> STUDY QUESTIONS
A) In the article about medical corruption in China, why do Dongdong's parents hold that his treatment, not his illness, caused his death? Answer in one to three sentences.
B) Return, word for word, the passage of the article about medical corruption in China starting at "Some medical practitioners, particularly" and ending at "of the iceberg.".

> SOURCE EXTRACT
Last January, a little Chinese boy, Dongdong, lost his battle against Thalassemia and passed away. What saddens his parents most is that the illness did not cause his death, but the treatment.
It all started when Dongdong’s mom spotted an online advertisement on the official website of a Guangzhou hospital, which proclaimed a 93 per cent success rate for marrow transplant operations done by Doctor Zhu, a senior pediatrician at the hospital.
She applied.
Prior to and after the operation, Doctor Zhu urged her to purchase an important super drug from a man surnamed Wang, priced at massive 4500 yuans a dose. Shortly after taking the drug, the boy developed complications – he began vomiting and urinating blood up to 40 times a day, which eventually killed him.
Dongdong is not alone. Between July 2004 and September 2005, Doctor Zhu performed marrow transplant on 15 children, from which he pocketed 4000 yuans of gift cashes from the parents, not counting the commissions he got from that fake drug smuggler Wang.
It is up to his young patients and their families to bear the grave consequences of his cold-blooded acts. Some families have to sell their property or run into huge debts to pay the medical bills that amount to as much as 900,000 yuan. But this is nothing compared to the young lives lost. Of his 15 patients, 9 died, thanks to his fake super drug.
Yet this is not an isolated case.
Some medical practitioners, particularly those dominant Western Medicine heavyweights, are viewed by the Chinese as one of the most corrupt groups in today’s China – just a little behind the property developers – and cash for prescription practice is common. A few years back, during the SARS crisis, they were called White Angels; now they’re more frequently referred to as White Snakes.
Early this year, when China’s Health Ministry finally decided to take action, 200 million yuan of drug commission was forced to hand over. But this is believed to be only the tip of the iceberg.
Yet the greed demonstrated by some of them is just boundless. In order to achieve a total dominance of the market, they keep lobbying for eliminating the cost-effective Chinese Medicine that Chinese people have relied on for health care for thousands of years. In a recent farcical petition, an America-based Western Medicine doctor calls for the exclusion of Chinese Medicine from the national health care system, and the majority of the signature bearers, as it is disclosed, are Western Medicine practitioners.

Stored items
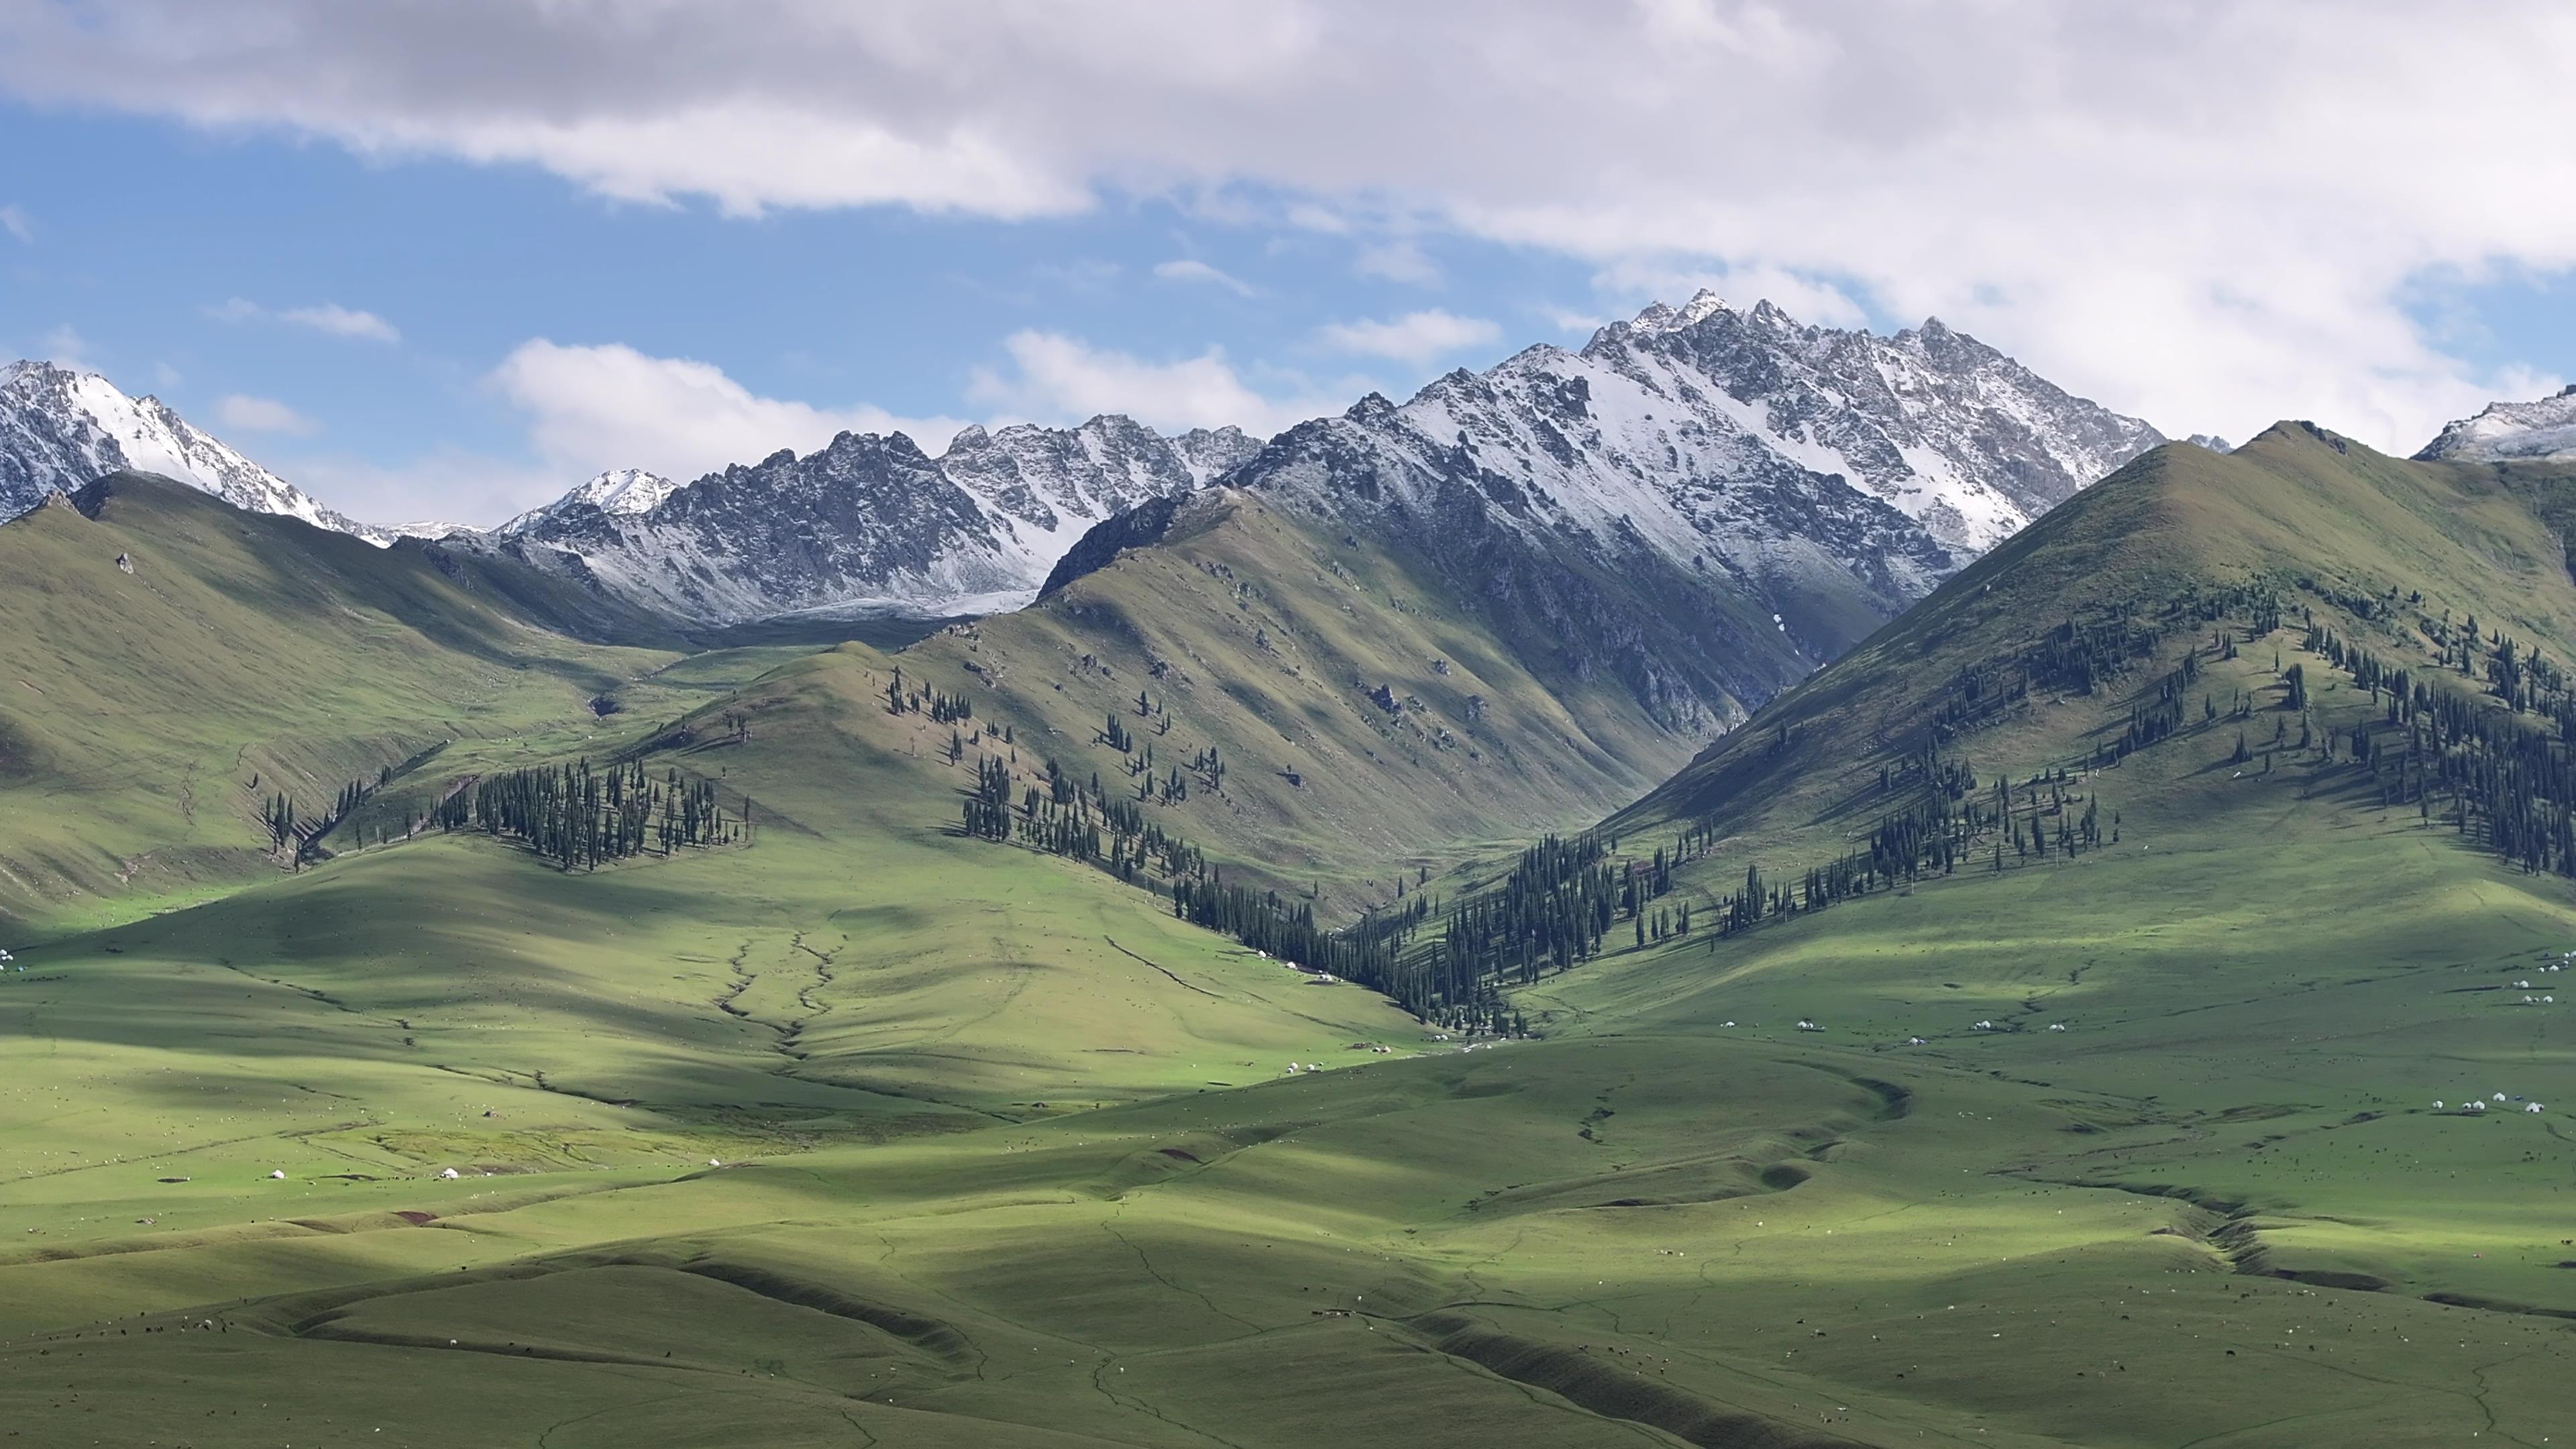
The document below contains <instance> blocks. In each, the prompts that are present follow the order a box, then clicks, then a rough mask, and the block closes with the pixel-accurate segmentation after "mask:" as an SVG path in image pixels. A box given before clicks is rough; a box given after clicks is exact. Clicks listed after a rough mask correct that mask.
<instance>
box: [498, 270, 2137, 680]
mask: <svg viewBox="0 0 2576 1449" xmlns="http://www.w3.org/2000/svg"><path fill="white" fill-rule="evenodd" d="M2159 441H2161V436H2159V433H2156V431H2154V428H2148V425H2146V423H2138V420H2133V418H2120V415H2117V413H2110V410H2105V407H2097V405H2092V402H2084V400H2079V397H2069V394H2066V392H2061V389H2058V387H2053V384H2048V382H2045V379H2040V376H2035V374H2032V371H2027V369H2022V366H2020V364H2014V361H2012V358H2007V356H2002V353H1996V351H1994V348H1989V345H1984V343H1978V340H1976V338H1965V335H1960V333H1953V330H1947V327H1942V325H1940V322H1937V320H1935V322H1924V325H1922V327H1917V330H1906V333H1899V335H1893V338H1875V335H1870V333H1844V330H1829V327H1803V325H1798V322H1795V320H1790V317H1788V315H1785V312H1780V309H1777V307H1772V304H1767V302H1765V304H1759V307H1752V309H1749V312H1739V309H1731V307H1726V304H1723V302H1718V299H1716V297H1710V294H1700V297H1695V299H1692V302H1690V304H1687V307H1680V309H1674V307H1649V309H1646V312H1641V315H1638V317H1636V320H1633V322H1615V325H1610V327H1605V330H1602V333H1600V335H1595V338H1592V343H1589V345H1584V348H1582V351H1564V348H1530V351H1525V353H1520V356H1515V358H1510V361H1504V364H1499V366H1494V369H1492V371H1484V374H1468V371H1455V374H1450V376H1443V379H1437V382H1432V384H1430V387H1425V389H1422V392H1419V394H1414V397H1412V400H1409V402H1404V405H1394V402H1388V400H1383V397H1368V400H1363V402H1360V405H1355V407H1352V410H1350V413H1345V415H1342V418H1327V420H1316V423H1306V425H1301V428H1293V431H1291V433H1285V436H1283V438H1278V441H1275V443H1273V446H1270V449H1267V451H1265V449H1262V446H1260V443H1255V441H1252V438H1247V436H1244V433H1242V431H1234V428H1224V431H1213V433H1208V431H1198V433H1188V436H1177V438H1164V436H1159V433H1154V431H1151V428H1144V425H1139V423H1133V420H1128V418H1115V415H1110V418H1092V420H1090V423H1084V425H1082V428H1072V431H1059V428H1036V425H1015V428H1002V431H994V433H987V431H984V428H966V431H963V433H958V436H956V441H951V446H948V451H945V454H940V456H938V459H933V456H927V454H925V451H922V449H920V446H917V443H914V441H912V438H904V436H884V438H878V436H866V433H845V436H840V438H835V441H832V443H829V446H824V449H819V451H814V454H806V456H796V454H773V456H770V459H762V462H760V464H750V467H729V469H724V472H719V474H708V477H703V480H698V482H690V485H685V487H670V485H667V482H665V480H654V477H649V474H603V477H600V480H592V482H590V485H585V487H580V490H574V492H569V495H567V498H562V500H556V503H551V505H546V508H538V511H533V513H528V516H523V518H515V521H513V523H510V526H507V529H502V531H500V534H497V536H492V539H484V541H479V544H477V541H466V539H456V541H453V544H459V547H492V549H505V552H513V554H518V557H523V559H528V562H538V565H546V567H559V570H564V572H572V575H577V578H582V580H587V583H592V585H595V588H605V590H611V593H621V596H626V598H631V601H636V603H647V606H652V608H659V611H665V614H672V616H677V619H688V621H703V624H729V621H750V619H770V616H783V614H871V611H889V614H974V611H992V608H1007V606H1018V603H1025V601H1028V598H1030V596H1033V593H1036V590H1038V588H1041V583H1043V580H1046V578H1048V572H1051V570H1054V567H1056V562H1059V559H1064V554H1066V552H1069V549H1072V547H1074V541H1077V539H1079V536H1082V534H1084V531H1087V529H1090V526H1095V523H1100V521H1108V518H1113V516H1115V513H1121V511H1126V508H1133V505H1139V503H1146V500H1154V498H1175V495H1182V492H1190V490H1193V487H1200V485H1206V482H1211V480H1216V477H1226V480H1229V482H1242V485H1244V487H1278V490H1288V492H1303V495H1309V498H1311V500H1314V503H1319V505H1324V503H1332V505H1358V503H1368V500H1370V490H1378V492H1383V495H1388V498H1396V500H1409V505H1412V508H1414V516H1417V518H1422V516H1425V513H1422V505H1425V503H1427V500H1430V498H1432V495H1440V492H1443V490H1445V487H1453V485H1461V487H1466V490H1468V492H1473V495H1476V498H1481V500H1484V503H1486V505H1489V508H1494V511H1499V513H1497V518H1499V526H1504V529H1507V531H1510V534H1515V536H1520V539H1525V541H1535V547H1538V549H1540V552H1546V549H1551V547H1556V539H1564V541H1566V547H1579V549H1584V552H1587V554H1589V557H1595V559H1628V557H1631V554H1633V557H1649V559H1656V567H1669V570H1677V578H1690V580H1703V583H1705V580H1739V583H1747V580H1752V583H1757V585H1759V590H1762V593H1765V596H1788V598H1795V596H1798V593H1801V590H1816V588H1824V590H1826V593H1837V596H1839V593H1842V590H1844V585H1842V583H1829V580H1832V578H1850V580H1857V588H1860V590H1862V593H1865V608H1868V611H1870V614H1873V616H1888V614H1893V611H1896V608H1901V606H1904V603H1909V601H1911V598H1919V596H1922V593H1927V590H1929V588H1932V583H1937V580H1940V578H1942V575H1945V572H1950V570H1953V567H1958V565H1960V562H1965V559H1968V557H1973V554H1978V552H1984V549H1989V547H1994V544H1996V541H2002V539H2007V536H2012V531H2017V529H2020V526H2022V523H2027V521H2030V518H2035V516H2038V513H2043V511H2048V508H2050V505H2053V503H2058V500H2063V498H2069V495H2074V490H2079V487H2081V485H2087V482H2092V480H2094V477H2102V474H2107V472H2110V469H2115V467H2117V464H2123V462H2125V459H2130V456H2136V454H2138V451H2143V449H2148V446H2154V443H2159ZM1450 503H1458V498H1450ZM1360 511H1363V513H1365V508H1360ZM1443 518H1445V523H1450V526H1455V508H1448V511H1445V513H1443ZM1461 567H1471V565H1466V562H1463V559H1461ZM1620 567H1625V565H1620ZM1486 585H1489V580H1476V588H1486ZM1783 614H1788V611H1783ZM1780 624H1783V627H1790V629H1793V621H1790V619H1788V616H1785V619H1783V621H1780ZM1844 634H1850V627H1847V624H1844V621H1837V624H1834V629H1829V632H1824V634H1819V637H1816V647H1824V645H1826V637H1844ZM1811 657H1821V655H1811Z"/></svg>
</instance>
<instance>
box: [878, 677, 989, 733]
mask: <svg viewBox="0 0 2576 1449" xmlns="http://www.w3.org/2000/svg"><path fill="white" fill-rule="evenodd" d="M886 714H927V717H930V722H933V724H956V722H963V719H974V701H971V699H966V696H963V694H940V691H935V688H912V691H907V688H904V670H902V668H896V670H894V678H891V681H886Z"/></svg>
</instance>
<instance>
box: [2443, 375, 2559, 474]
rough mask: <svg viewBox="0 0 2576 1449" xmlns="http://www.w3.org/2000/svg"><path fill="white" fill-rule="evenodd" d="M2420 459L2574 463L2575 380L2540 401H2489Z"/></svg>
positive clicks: (2443, 428) (2443, 433) (2460, 420)
mask: <svg viewBox="0 0 2576 1449" xmlns="http://www.w3.org/2000/svg"><path fill="white" fill-rule="evenodd" d="M2416 456H2419V459H2455V462H2517V459H2522V462H2543V459H2550V462H2571V459H2576V384H2568V389H2566V392H2558V394H2555V397H2543V400H2540V402H2488V405H2486V413H2478V415H2476V418H2460V420H2458V423H2450V425H2447V428H2442V436H2437V438H2434V441H2429V443H2424V451H2419V454H2416Z"/></svg>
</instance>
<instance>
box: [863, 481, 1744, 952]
mask: <svg viewBox="0 0 2576 1449" xmlns="http://www.w3.org/2000/svg"><path fill="white" fill-rule="evenodd" d="M902 663H904V668H907V670H912V673H914V676H917V678H930V681H935V683H938V686H940V688H948V691H956V694H966V696H969V699H976V701H984V706H989V709H992V712H999V714H1010V717H1012V719H1023V722H1036V724H1038V727H1041V732H1043V750H1046V753H1051V755H1059V758H1061V761H1064V766H1066V768H1072V771H1077V773H1079V776H1084V779H1087V776H1090V773H1092V771H1100V776H1103V781H1110V784H1118V781H1123V779H1126V776H1123V773H1121V771H1118V766H1121V763H1123V761H1126V758H1123V755H1121V753H1115V750H1108V748H1100V745H1095V735H1097V732H1100V727H1103V717H1105V714H1123V717H1126V719H1128V724H1131V727H1133V730H1136V735H1139V737H1141V740H1144V743H1151V745H1154V753H1157V763H1159V766H1162V768H1172V766H1188V761H1190V758H1193V755H1195V753H1200V750H1206V748H1211V745H1213V748H1216V750H1218V755H1221V758H1224V761H1226V766H1229V768H1226V781H1224V792H1221V794H1218V792H1195V794H1193V797H1190V799H1188V802H1182V804H1177V807H1170V812H1167V815H1170V825H1167V828H1172V830H1180V833H1182V835H1188V838H1190V841H1195V843H1203V846H1206V848H1208V853H1211V856H1218V859H1226V861H1229V864H1234V866H1239V869H1247V871H1257V874H1265V877H1267V879H1273V882H1280V884H1291V887H1314V884H1321V887H1324V892H1327V895H1324V910H1327V913H1358V910H1360V905H1365V902H1373V900H1378V902H1381V900H1391V897H1394V879H1396V877H1401V874H1409V869H1406V866H1414V869H1419V866H1425V864H1440V861H1443V856H1445V853H1448V851H1455V848H1458V843H1497V848H1517V846H1515V843H1517V841H1520V838H1522V835H1530V833H1543V830H1556V828H1571V825H1579V822H1584V820H1589V817H1592V815H1597V810H1600V802H1602V799H1620V797H1631V794H1636V792H1641V789H1646V786H1649V784H1654V781H1656V779H1662V776H1667V773H1669V771H1672V768H1674V766H1680V763H1682V761H1685V758H1687V753H1690V748H1692V745H1695V743H1698V737H1703V730H1708V727H1710V722H1705V719H1703V722H1698V724H1692V722H1687V719H1656V717H1654V714H1649V709H1646V706H1643V704H1641V701H1638V696H1636V694H1633V688H1631V686H1628V683H1625V681H1620V678H1615V676H1613V673H1610V670H1607V668H1605V670H1600V673H1595V670H1589V665H1587V663H1584V660H1577V657H1569V655H1564V652H1561V650H1548V647H1533V645H1530V642H1528V639H1512V637H1504V634H1502V632H1499V624H1497V621H1494V616H1489V614H1486V611H1479V608H1476V606H1473V603H1471V601H1461V598H1450V596H1448V590H1445V585H1440V583H1437V580H1430V578H1427V575H1425V565H1419V562H1409V557H1406V552H1404V549H1401V547H1399V544H1394V541H1370V539H1355V536H1340V539H1337V536H1327V534H1324V531H1321V529H1319V526H1316V523H1311V521H1303V518H1293V516H1291V513H1285V511H1280V508H1275V505H1270V503H1265V500H1260V498H1255V495H1244V492H1236V490H1213V492H1206V495H1198V498H1193V500H1188V503H1185V505H1182V511H1180V518H1175V523H1172V529H1170V534H1167V536H1164V539H1162V541H1159V544H1157V547H1149V549H1131V552H1126V554H1121V557H1118V559H1115V562H1110V565H1108V567H1103V570H1097V572H1090V575H1084V578H1079V580H1074V583H1072V585H1066V588H1061V590H1056V593H1051V596H1048V598H1046V601H1041V603H1036V606H1033V608H1025V611H1020V614H1007V616H997V619H984V621H979V624H971V627H958V629H951V632H945V634H938V637H933V639H925V642H920V645H914V647H909V650H904V657H902ZM1139 691H1144V694H1146V696H1149V701H1151V704H1154V706H1157V709H1167V712H1170V717H1172V732H1170V735H1154V732H1151V730H1154V724H1157V722H1154V719H1139V717H1136V694H1139ZM1378 691H1383V694H1378ZM1028 740H1038V735H1030V737H1028Z"/></svg>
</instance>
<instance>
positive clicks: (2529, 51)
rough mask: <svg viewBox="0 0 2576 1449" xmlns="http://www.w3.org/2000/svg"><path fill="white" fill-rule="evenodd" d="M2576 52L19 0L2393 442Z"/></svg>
mask: <svg viewBox="0 0 2576 1449" xmlns="http://www.w3.org/2000/svg"><path fill="white" fill-rule="evenodd" d="M1419 57H1440V64H1422V62H1419ZM2566 75H2576V10H2568V8H2566V5H2555V3H2537V0H2496V3H2488V5H2478V8H2427V5H2416V3H2401V0H2277V3H2267V5H2239V3H2223V0H2169V3H2161V5H2092V3H2079V0H1986V3H1978V5H1880V3H1865V0H1814V3H1803V5H1767V3H1752V0H1625V3H1610V0H1605V3H1602V5H1561V3H1553V0H1473V3H1471V0H1417V3H1409V5H1373V3H1365V0H1198V3H1180V0H1100V3H1092V5H1020V3H1012V0H876V3H871V5H840V3H827V0H729V3H721V5H719V3H675V0H662V3H618V0H446V3H440V5H428V3H420V0H412V3H392V5H345V3H337V0H90V3H82V5H67V3H59V0H0V88H5V90H10V93H15V95H18V98H23V101H33V103H64V106H111V108H124V111H137V113H160V116H175V119H183V121H188V124H196V126H209V129H219V131H232V129H252V131H286V134H296V137H319V139H330V142H337V144H343V147H348V150H353V152H361V155H392V157H399V155H443V157H466V160H482V162H518V165H536V168H546V170H551V173H556V175H562V178H567V180H569V183H574V186H582V188H590V191H595V193H603V196H613V199H626V201H641V204H688V201H693V199H703V201H708V204H714V206H719V209H724V211H732V214H760V211H770V209H793V206H878V204H886V206H912V209H922V211H945V214H979V217H1002V219H1025V217H1051V214H1074V211H1084V209H1090V206H1097V204H1100V201H1103V199H1115V196H1144V193H1162V196H1180V199H1185V201H1193V199H1195V201H1203V204H1211V206H1213V209H1224V211H1229V214H1242V211H1244V209H1249V211H1265V209H1267V211H1273V214H1275V219H1278V224H1280V227H1306V229H1332V227H1342V229H1345V232H1347V235H1350V237H1352V242H1355V245H1360V248H1365V250H1363V268H1365V271H1368V273H1370V276H1381V278H1409V281H1425V284H1427V281H1437V271H1435V268H1432V266H1430V263H1427V258H1425V255H1422V253H1419V248H1417V245H1414V240H1417V237H1437V235H1443V232H1448V235H1471V237H1484V240H1497V242H1510V245H1522V248H1540V250H1548V253H1558V255H1574V258H1584V260H1589V263H1595V266H1597V268H1600V271H1602V273H1605V278H1618V276H1620V273H1623V268H1625V271H1631V273H1638V271H1662V273H1723V276H1744V278H1775V281H1777V284H1780V286H1783V289H1798V286H1803V289H1806V291H1808V297H1811V299H1824V297H1842V299H1844V302H1852V299H1865V302H1868V304H1870V307H1873V309H1878V312H1886V315H1899V317H1909V320H1911V317H1922V315H1932V312H1937V315H1942V317H1945V320H1950V322H1953V325H1958V327H1965V330H1973V333H1978V335H1984V338H1989V340H1994V343H1999V345H2004V348H2009V351H2014V353H2017V356H2022V358H2025V361H2030V364H2032V366H2038V369H2040V371H2045V374H2048V376H2053V379H2058V382H2063V384H2069V387H2074V389H2079V392H2087V394H2092V397H2099V400H2105V402H2110V405H2115V407H2123V410H2130V413H2141V415H2148V418H2151V420H2156V423H2159V425H2164V428H2169V431H2202V428H2208V431H2226V433H2231V436H2241V433H2244V431H2249V428H2254V425H2262V423H2267V420H2269V418H2275V415H2313V418H2321V420H2331V423H2334V425H2339V428H2344V431H2349V433H2354V436H2362V438H2370V441H2375V443H2380V446H2393V449H2396V446H2403V449H2411V446H2414V443H2419V441H2421V438H2424V436H2427V433H2429V431H2432V428H2434V425H2437V423H2439V420H2445V418H2452V415H2460V413H2468V410H2476V405H2481V402H2483V400H2486V394H2488V389H2491V387H2496V384H2499V379H2488V376H2478V374H2476V371H2473V369H2468V366H2465V364H2460V361H2458V358H2452V356H2445V353H2442V351H2439V345H2434V343H2432V340H2427V338H2424V335H2421V330H2419V327H2416V325H2414V322H2411V317H2409V312H2406V294H2409V286H2411V284H2414V281H2416V278H2424V276H2429V273H2442V276H2458V278H2478V276H2488V273H2496V271H2499V268H2514V271H2540V273H2553V271H2563V268H2571V266H2576V188H2568V186H2553V183H2548V180H2545V178H2553V175H2558V173H2563V137H2566V134H2568V131H2571V129H2576V88H2568V85H2566V80H2563V77H2566ZM1739 299H1741V302H1749V299H1752V297H1741V294H1739ZM1783 304H1788V307H1790V309H1793V312H1814V307H1806V309H1801V307H1798V299H1795V297H1783ZM1020 345H1023V343H1020V340H1015V351H1020ZM1028 351H1030V353H1033V356H1038V353H1043V343H1028ZM1041 361H1043V356H1041ZM1200 361H1203V358H1200ZM1023 366H1025V358H1023ZM1221 366H1224V364H1221V361H1216V364H1203V366H1195V369H1190V371H1185V374H1182V376H1175V379H1167V382H1172V384H1175V387H1182V389H1190V387H1198V389H1200V392H1208V389H1218V382H1216V374H1218V371H1221ZM1151 376H1162V374H1151Z"/></svg>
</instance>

> EXPECTED OUTPUTS
A) Shortly after Dongdong took the drug that Doctor Zhu urged his mother to buy from a man surnamed Wang, he developed complications and began vomiting and urinating blood up to 40 times a day. Those complications eventually killed him, so his death came from the treatment rather than from Thalassemia.

B)
Some medical practitioners, particularly those dominant Western Medicine heavyweights, are viewed by the Chinese as one of the most corrupt groups in today’s China – just a little behind the property developers – and cash for prescription practice is common. A few years back, during the SARS crisis, they were called White Angels; now they’re more frequently referred to as White Snakes.
Early this year, when China’s Health Ministry finally decided to take action, 200 million yuan of drug commission was forced to hand over. But this is believed to be only the tip of the iceberg.